TASK GOAL:
Render every line of the records below as a JSON list of strings, one string per line, with blank lines left out.

SUPPLIED MATERIAL:
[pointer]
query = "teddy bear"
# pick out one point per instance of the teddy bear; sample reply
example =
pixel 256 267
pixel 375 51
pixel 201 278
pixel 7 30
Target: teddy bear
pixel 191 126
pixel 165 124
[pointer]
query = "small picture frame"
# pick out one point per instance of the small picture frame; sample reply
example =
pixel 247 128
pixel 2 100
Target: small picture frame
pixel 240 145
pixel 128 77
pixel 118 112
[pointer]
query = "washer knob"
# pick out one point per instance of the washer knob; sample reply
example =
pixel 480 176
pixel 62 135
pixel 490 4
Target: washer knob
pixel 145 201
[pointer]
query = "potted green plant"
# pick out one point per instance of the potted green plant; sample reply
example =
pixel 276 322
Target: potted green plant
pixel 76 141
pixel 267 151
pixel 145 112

SOLUTION TO THIS EXERCISE:
[
  "[pointer]",
  "query = \"teddy bear\"",
  "# pick out one point per instance of the teddy bear; sample reply",
  "example =",
  "pixel 256 267",
  "pixel 375 51",
  "pixel 201 278",
  "pixel 7 30",
  "Target: teddy bear",
  "pixel 191 126",
  "pixel 165 124",
  "[pointer]",
  "query = \"small picture frame\"",
  "# pick out one point per instance of the small picture frame; sample reply",
  "example =",
  "pixel 247 128",
  "pixel 2 100",
  "Target: small picture frame",
  "pixel 240 145",
  "pixel 128 77",
  "pixel 118 112",
  "[pointer]",
  "query = \"washer knob\"",
  "# pick out one point per instance of the washer knob; sample reply",
  "example =",
  "pixel 480 176",
  "pixel 62 135",
  "pixel 490 4",
  "Target: washer knob",
  "pixel 145 201",
  "[pointer]",
  "query = \"potted green plant\"",
  "# pick out one point per instance of the potted green plant; sample reply",
  "example =",
  "pixel 276 322",
  "Target: potted green plant",
  "pixel 76 141",
  "pixel 267 151",
  "pixel 145 112"
]